Obiettivo: Traduci in inglese questa frase del brano sulla famiglia e lo Stato sociale: "Lo stato deve interessarsi della condizione della famiglia sia per far fronte alle necessità di quest’ultima e sia per assisterla ed agevolarla in condizioni di emergenza."

Estratto del testo:
━━━━━━

Nell’ultima parte, dunque, è osservata la forma di attuazione e gli effetti degli strumenti di
politica economica usati dai governi italiani ed europei, e quelli che potrebbero essere usati
come alternativa o assieme a quelli preesistenti. Lo stato deve interessarsi della condizione
della famiglia sia per far fronte alle necessità di quest’ultima e sia per assisterla ed agevolarla
in condizioni di emergenza. Questo deve accadere perché la politica delle democrazie odierne
dovrebbe essere improntata su un “sistema di Welfare” , ovvero lo Stato sociale, impianto di
norme con il quale lo Stato cerca di eliminare le disuguaglianze sociali ed economiche fra i
cittadini, aiutando in particolar modo i ceti meno abbienti, fornendo servizi e garantendo
diritti fondamentali per un tenore di vita dignitoso, come l’assistenza sanitaria, l’istruzione
pubblica, l’accesso alle risorse culturali, l’assistenza d'invalidità e di vecchiaia. La tutela della
famiglia è, inoltre, chiaramente espressa nelle fonti giuridiche supreme della maggior parte
degli ordinamenti democratici. La Costituzione italiana dedica alla famiglia tre articoli,
(29,30,31), compresi nel Titolo II “Rapporti etico-sociali" ed anche nel Codice Civile sono
presenti disposizioni specifiche (primo libro, intitolato "Delle persone e della famiglia”).

━━━━━━

Voci:
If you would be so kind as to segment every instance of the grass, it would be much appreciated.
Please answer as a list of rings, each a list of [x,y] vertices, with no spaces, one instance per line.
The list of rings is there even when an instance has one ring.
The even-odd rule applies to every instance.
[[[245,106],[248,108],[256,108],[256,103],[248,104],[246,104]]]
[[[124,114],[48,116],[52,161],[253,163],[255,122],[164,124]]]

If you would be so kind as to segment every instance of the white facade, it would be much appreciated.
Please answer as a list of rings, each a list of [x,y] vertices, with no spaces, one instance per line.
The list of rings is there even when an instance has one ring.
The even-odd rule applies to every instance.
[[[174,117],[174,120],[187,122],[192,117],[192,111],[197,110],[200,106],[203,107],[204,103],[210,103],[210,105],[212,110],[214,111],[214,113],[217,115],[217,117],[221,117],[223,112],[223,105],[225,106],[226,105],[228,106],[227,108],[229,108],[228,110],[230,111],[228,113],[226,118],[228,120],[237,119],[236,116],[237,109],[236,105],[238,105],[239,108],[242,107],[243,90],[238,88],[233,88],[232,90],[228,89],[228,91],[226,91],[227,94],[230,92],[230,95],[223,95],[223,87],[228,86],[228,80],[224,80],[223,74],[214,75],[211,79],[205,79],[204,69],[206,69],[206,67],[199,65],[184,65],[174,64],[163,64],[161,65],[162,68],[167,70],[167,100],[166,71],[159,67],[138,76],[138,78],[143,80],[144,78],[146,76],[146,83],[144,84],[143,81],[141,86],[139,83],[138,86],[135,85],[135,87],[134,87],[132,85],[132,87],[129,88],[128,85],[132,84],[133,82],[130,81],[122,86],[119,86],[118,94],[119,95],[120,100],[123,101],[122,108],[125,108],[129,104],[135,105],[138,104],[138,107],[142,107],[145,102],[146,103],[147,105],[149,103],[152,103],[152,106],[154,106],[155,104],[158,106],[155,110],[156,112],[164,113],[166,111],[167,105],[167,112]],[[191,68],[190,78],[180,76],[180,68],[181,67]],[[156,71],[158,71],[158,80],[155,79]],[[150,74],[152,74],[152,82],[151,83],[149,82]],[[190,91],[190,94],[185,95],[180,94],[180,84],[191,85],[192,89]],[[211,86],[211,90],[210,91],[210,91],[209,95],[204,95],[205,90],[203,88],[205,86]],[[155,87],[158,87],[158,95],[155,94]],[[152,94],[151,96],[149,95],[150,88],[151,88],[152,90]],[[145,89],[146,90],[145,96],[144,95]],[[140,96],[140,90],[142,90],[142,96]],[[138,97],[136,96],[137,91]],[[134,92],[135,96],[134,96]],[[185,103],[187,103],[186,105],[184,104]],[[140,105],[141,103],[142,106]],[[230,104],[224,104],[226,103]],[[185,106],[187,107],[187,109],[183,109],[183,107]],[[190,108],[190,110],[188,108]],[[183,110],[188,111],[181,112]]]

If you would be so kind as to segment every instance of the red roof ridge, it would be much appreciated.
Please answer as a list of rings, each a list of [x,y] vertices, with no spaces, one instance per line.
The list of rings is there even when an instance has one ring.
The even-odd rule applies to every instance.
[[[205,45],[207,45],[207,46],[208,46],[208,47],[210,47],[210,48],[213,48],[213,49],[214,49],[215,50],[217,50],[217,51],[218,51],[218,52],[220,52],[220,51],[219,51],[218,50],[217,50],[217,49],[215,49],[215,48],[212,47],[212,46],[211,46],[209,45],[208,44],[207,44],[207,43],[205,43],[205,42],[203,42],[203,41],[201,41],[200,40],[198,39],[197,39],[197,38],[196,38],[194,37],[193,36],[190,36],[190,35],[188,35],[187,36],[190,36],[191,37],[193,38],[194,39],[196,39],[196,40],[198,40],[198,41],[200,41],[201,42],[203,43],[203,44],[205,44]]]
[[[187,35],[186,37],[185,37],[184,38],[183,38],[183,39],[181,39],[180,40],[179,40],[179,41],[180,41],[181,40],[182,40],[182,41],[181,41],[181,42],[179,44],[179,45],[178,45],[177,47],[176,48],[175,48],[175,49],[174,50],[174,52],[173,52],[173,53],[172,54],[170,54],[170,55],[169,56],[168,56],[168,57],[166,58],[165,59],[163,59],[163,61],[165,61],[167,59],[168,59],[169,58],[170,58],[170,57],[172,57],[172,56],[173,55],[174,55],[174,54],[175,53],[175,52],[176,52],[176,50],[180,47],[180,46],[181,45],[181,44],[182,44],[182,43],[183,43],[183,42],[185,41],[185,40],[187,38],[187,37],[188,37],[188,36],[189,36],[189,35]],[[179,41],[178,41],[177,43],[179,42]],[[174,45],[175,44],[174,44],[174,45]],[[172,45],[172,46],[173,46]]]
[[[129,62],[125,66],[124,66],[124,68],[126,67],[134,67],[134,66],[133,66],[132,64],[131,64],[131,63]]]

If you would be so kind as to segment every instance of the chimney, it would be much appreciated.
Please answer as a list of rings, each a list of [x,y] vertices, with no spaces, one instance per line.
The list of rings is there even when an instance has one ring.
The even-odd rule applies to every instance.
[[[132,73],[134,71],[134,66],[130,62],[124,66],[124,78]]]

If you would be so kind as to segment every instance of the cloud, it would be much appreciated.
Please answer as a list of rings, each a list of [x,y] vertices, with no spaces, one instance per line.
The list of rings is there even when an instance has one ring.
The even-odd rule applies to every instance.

━━━━━━

Esercizio svolto: The state must concern itself with the condition of the family, both to meet its needs and to assist and support it in emergency situations.